:: Exercise requirements ::
Rewrite the stretch of the molecular machines text from "Biology is a" through "of protein structures.", putting "research group" wherever "lab" stands.

:: Reading text ::
+ + +
What if we had mastery over molecular machines?

Biology is a spectacular organisation of chemistry on the cellular and molecular level. Proteins form the gears, bearings and crankshafts of the engine that we know as a living organism. Diseases are caused by compromised machinery in the form of broken proteins, or invasion by foreign organisms.

Since the 1960s, structural biology has led the discovery process, establishing the rules of protein composition, expression, folding and static structure to subatomic accuracy. However, compared to this progress, we are not much further towards building our own machines and our own biotechnological engines, the ultimate form of green chemistry.

All engines work by having moving parts, and proteins are no exception. We must now focus on understanding the dynamics of proteins and how to edit them. The goal of this lab is to deliver precision engineering of protein structures.
+ + +
:: Excerpted data ::

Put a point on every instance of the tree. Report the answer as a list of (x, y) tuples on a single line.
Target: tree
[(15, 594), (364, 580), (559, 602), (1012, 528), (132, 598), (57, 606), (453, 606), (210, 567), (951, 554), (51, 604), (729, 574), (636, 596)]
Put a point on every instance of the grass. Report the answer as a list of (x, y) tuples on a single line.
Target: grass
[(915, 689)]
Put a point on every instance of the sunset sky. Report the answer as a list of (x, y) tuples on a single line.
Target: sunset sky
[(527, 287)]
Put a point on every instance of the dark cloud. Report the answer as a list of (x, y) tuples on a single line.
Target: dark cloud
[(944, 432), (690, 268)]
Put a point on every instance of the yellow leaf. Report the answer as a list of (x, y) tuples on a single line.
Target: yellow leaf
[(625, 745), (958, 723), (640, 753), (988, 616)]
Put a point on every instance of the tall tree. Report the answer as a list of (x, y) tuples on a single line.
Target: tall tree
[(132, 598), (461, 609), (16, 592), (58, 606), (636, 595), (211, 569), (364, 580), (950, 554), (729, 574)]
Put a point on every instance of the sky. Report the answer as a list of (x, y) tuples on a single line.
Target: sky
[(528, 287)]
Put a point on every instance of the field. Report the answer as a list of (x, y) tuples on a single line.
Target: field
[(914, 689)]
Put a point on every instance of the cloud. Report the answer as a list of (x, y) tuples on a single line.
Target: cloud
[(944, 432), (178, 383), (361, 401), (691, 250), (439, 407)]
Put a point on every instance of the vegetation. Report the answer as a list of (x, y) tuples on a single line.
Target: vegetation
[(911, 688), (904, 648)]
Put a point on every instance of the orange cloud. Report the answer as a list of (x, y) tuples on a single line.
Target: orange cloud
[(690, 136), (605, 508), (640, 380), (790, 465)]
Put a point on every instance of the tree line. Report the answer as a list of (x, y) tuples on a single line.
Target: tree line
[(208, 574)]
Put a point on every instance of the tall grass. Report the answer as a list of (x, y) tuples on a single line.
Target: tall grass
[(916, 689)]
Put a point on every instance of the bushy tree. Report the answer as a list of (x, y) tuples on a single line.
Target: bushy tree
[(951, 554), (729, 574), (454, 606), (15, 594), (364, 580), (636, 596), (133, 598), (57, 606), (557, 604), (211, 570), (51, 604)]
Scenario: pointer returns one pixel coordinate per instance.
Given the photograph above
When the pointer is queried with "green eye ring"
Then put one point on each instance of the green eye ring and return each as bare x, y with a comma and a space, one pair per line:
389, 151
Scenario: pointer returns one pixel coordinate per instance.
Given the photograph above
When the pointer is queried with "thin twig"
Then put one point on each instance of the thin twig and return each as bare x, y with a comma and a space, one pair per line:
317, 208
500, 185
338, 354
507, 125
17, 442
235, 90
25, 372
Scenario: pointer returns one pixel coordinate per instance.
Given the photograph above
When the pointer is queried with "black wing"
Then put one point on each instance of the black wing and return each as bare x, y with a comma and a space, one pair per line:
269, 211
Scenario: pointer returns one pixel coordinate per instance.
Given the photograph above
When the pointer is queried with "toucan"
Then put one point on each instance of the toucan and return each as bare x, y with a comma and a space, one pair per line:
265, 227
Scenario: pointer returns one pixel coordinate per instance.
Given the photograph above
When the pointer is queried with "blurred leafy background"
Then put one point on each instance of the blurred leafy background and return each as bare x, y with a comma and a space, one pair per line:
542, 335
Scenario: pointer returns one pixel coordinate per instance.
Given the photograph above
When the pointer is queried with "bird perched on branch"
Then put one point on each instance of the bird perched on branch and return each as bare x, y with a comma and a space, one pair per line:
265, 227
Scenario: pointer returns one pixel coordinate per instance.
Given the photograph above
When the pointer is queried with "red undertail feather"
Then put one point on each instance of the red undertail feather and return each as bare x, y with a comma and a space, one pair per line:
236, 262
+ + +
:: Solution to this exercise ::
Biology is a spectacular organisation of chemistry on the cellular and molecular level. Proteins form the gears, bearings and crankshafts of the engine that we know as a living organism. Diseases are caused by compromised machinery in the form of broken proteins, or invasion by foreign organisms.

Since the 1960s, structural biology has led the discovery process, establishing the rules of protein composition, expression, folding and static structure to subatomic accuracy. However, compared to this progress, we are not much further towards building our own machines and our own biotechnological engines, the ultimate form of green chemistry.

All engines work by having moving parts, and proteins are no exception. We must now focus on understanding the dynamics of proteins and how to edit them. The goal of this research group is to deliver precision engineering of protein structures.